- _Source text_

Sunday, August 01, 2010

SGU Board will consider championship change at next meeting

Scottish Amateur likely to have

qualifying rounds when Stewart

defends at Western Gailes

By COLIN FARQUHARSON
When Michael Stewart defends the Allied Surveyors Scottish men’s amateur championship in his native Ayrshire next July, it will almost certainly have a new format for the first time since the Scottish Golf Union started its flagship tournament in 1922.
SGU chief executive Hamish Grey explained at Gullane, where Stewart, a 20-year-old +4 player at Troon Welbeck, beat Jordan Findlay (Fraserburgh), 22, by 3 and 2 in the 36-hole final:
“At the next meeting of the SGU board, on the agenda will be a proposed move to start the championship with two qualifying rounds of stroke-play, which would produce the field of 64 for the match-play stages.
“It’s a big change but World Amateur Rankings are becoming more and more important for a number of reasons and stroke-play rounds are required for that. It means of course that future venues for the championship have to have either two courses or two courses within close proximity of each other.

- _Work instructions_
1 - Repeat the part of the golf championship article that starts at the words "Scottish Amateur likely to have" and stops after "the match-play stages.".
2 - According to the golf championship article, whom did Michael Stewart beat in the 36-hole final at Gullane, and by what score?
The listing after this article is separate material with no connection to it.

(Point-per-instance localization data)
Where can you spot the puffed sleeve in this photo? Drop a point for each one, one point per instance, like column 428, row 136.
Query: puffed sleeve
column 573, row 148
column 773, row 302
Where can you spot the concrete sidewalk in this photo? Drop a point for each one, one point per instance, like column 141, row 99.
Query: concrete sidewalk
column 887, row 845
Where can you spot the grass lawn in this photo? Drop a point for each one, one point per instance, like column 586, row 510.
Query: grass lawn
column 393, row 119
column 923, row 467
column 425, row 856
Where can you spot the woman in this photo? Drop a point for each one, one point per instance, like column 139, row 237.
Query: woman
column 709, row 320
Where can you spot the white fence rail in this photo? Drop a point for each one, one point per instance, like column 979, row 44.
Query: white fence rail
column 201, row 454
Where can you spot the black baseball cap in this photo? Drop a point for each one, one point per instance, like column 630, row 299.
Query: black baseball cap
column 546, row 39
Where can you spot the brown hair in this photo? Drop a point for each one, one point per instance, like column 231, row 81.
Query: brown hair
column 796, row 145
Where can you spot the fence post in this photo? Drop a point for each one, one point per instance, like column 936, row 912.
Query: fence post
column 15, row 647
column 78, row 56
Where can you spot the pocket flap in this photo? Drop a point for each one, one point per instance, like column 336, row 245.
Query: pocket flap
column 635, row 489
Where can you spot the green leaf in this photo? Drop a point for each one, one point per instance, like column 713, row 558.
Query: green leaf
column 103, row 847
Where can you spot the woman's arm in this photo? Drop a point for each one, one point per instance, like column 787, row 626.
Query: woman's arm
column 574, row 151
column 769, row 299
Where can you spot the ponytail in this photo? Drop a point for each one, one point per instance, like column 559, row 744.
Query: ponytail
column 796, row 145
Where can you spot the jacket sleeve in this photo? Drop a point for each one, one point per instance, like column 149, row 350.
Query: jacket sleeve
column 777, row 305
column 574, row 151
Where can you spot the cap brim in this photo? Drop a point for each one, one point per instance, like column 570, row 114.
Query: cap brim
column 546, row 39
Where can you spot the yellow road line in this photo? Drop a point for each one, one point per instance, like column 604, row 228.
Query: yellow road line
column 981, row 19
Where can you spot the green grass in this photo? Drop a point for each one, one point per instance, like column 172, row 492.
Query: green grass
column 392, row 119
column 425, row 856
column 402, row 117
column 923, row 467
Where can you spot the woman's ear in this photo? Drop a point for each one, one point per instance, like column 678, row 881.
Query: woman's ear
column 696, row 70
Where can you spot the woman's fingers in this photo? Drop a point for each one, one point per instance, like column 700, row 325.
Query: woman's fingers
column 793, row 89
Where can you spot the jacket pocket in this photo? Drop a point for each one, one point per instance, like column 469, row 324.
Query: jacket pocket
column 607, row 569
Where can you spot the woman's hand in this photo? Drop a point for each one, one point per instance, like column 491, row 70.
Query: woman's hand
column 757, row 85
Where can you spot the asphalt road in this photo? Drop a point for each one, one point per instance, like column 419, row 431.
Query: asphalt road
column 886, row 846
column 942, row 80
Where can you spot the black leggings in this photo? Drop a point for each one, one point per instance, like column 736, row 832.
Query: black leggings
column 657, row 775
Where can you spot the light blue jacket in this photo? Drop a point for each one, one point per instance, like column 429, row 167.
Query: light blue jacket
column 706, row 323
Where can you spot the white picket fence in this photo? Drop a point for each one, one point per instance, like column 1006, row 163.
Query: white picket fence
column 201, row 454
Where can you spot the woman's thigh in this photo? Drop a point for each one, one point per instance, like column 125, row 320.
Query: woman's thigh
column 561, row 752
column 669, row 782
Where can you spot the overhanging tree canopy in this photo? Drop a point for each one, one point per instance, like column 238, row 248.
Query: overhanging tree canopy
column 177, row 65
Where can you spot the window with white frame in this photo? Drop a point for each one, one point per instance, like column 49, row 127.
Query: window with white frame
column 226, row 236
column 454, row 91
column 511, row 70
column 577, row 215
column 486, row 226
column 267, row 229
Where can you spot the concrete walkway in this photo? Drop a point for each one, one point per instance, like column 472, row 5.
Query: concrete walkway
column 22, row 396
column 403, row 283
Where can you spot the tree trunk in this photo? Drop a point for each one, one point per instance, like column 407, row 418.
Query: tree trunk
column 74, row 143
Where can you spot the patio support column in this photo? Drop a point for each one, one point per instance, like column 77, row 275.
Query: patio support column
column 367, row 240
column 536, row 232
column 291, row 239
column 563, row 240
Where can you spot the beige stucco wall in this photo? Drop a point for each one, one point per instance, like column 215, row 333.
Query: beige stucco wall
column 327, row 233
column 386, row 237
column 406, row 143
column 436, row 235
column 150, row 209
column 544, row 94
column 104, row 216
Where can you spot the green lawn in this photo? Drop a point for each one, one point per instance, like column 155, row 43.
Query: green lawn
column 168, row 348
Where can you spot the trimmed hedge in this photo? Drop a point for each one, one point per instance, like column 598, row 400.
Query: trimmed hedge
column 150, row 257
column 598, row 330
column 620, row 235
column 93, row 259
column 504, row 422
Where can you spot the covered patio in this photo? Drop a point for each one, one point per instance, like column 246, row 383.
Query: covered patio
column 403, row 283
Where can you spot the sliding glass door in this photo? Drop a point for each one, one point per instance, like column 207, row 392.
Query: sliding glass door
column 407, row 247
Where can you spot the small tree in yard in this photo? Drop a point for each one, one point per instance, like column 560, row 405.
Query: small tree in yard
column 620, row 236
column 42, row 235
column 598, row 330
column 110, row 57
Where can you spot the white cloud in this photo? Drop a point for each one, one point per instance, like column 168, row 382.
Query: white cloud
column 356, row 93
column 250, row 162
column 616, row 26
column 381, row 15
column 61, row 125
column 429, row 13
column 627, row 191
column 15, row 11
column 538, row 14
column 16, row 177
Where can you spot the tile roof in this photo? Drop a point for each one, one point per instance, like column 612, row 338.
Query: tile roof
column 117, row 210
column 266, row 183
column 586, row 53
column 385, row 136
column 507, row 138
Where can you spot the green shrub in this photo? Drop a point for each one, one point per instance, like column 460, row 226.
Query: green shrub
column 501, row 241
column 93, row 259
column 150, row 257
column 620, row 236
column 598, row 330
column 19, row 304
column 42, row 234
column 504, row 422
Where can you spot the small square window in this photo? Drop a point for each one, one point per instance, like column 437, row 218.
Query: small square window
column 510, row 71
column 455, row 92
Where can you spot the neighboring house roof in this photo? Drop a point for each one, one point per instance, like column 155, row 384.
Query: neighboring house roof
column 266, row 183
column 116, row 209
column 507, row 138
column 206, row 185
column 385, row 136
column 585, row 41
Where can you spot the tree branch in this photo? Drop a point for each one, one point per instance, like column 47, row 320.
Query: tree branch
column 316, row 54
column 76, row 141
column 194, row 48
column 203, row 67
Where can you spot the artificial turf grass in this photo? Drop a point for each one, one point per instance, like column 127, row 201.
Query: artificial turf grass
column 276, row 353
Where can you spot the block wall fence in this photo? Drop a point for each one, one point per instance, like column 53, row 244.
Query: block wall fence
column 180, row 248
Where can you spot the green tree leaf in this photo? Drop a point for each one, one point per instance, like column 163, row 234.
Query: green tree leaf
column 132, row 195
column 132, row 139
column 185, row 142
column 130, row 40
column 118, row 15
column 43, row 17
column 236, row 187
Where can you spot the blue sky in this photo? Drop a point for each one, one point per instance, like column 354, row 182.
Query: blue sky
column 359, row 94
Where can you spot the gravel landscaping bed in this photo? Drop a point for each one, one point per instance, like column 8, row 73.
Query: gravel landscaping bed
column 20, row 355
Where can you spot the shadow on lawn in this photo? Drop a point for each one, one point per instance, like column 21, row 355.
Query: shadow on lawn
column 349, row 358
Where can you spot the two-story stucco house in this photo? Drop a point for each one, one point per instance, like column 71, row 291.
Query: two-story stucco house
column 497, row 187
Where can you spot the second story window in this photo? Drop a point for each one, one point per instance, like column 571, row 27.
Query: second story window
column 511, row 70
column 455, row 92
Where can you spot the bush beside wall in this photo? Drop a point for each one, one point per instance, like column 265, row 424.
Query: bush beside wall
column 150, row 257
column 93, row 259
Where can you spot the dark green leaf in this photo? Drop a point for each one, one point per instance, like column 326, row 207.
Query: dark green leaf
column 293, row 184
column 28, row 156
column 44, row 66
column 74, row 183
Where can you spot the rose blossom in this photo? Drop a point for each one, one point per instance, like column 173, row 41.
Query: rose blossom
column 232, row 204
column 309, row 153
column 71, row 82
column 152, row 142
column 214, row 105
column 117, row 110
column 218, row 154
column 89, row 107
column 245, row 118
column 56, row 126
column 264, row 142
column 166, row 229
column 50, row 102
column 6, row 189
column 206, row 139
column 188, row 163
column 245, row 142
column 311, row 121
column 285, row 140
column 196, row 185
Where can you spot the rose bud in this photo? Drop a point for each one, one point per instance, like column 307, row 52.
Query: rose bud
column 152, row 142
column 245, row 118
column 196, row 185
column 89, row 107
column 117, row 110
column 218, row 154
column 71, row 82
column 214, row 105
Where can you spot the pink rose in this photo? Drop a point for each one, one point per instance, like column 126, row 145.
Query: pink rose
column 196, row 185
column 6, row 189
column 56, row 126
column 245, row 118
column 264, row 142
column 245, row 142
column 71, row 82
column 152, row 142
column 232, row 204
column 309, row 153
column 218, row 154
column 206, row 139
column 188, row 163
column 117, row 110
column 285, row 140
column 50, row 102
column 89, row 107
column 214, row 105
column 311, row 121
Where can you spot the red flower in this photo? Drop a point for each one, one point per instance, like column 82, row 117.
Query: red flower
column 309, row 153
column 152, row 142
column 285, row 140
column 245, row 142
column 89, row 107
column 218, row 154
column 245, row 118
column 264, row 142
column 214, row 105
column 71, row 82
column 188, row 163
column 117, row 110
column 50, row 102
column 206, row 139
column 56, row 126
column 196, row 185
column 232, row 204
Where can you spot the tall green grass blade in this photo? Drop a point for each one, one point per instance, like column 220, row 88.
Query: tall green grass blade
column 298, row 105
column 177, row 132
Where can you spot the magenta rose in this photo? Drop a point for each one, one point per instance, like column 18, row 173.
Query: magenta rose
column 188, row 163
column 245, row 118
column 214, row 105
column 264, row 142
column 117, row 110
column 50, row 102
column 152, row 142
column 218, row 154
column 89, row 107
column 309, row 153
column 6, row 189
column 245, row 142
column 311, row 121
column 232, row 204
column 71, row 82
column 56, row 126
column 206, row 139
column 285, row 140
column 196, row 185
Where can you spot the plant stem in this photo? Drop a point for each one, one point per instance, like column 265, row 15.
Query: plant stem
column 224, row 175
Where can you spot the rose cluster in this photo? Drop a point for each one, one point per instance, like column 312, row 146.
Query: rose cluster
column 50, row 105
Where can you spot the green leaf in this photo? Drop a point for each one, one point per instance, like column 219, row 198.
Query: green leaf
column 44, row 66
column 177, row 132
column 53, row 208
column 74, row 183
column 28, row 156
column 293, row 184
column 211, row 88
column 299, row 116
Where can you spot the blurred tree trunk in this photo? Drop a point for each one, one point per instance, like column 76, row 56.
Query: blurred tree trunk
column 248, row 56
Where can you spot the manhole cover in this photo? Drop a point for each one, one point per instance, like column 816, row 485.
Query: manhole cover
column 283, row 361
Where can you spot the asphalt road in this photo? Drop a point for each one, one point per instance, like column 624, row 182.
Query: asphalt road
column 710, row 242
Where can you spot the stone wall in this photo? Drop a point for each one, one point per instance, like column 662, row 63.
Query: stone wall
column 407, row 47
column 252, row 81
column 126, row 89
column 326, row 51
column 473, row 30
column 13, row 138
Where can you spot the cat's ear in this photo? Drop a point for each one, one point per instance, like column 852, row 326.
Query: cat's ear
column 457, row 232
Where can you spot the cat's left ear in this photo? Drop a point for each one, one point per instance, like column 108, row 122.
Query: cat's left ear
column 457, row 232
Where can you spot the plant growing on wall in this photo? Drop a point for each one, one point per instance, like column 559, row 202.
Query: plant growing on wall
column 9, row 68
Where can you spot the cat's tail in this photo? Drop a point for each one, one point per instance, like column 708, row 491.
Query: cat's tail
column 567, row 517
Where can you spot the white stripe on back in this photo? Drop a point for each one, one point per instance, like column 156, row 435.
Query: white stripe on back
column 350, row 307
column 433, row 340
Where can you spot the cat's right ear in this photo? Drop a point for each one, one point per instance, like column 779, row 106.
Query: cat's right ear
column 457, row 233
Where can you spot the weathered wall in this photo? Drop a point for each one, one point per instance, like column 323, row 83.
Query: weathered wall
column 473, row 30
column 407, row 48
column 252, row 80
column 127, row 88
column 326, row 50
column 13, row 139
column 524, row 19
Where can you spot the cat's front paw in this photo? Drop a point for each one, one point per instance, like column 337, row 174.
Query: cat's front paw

- _Answers to the tasks_
1 -
Scottish Amateur likely to have

qualifying rounds when Stewart

defends at Western Gailes

By COLIN FARQUHARSON
When Michael Stewart defends the Allied Surveyors Scottish men’s amateur championship in his native Ayrshire next July, it will almost certainly have a new format for the first time since the Scottish Golf Union started its flagship tournament in 1922.
SGU chief executive Hamish Grey explained at Gullane, where Stewart, a 20-year-old +4 player at Troon Welbeck, beat Jordan Findlay (Fraserburgh), 22, by 3 and 2 in the 36-hole final:
“At the next meeting of the SGU board, on the agenda will be a proposed move to start the championship with two qualifying rounds of stroke-play, which would produce the field of 64 for the match-play stages.

2 - Jordan Findlay of Fraserburgh, by 3 and 2.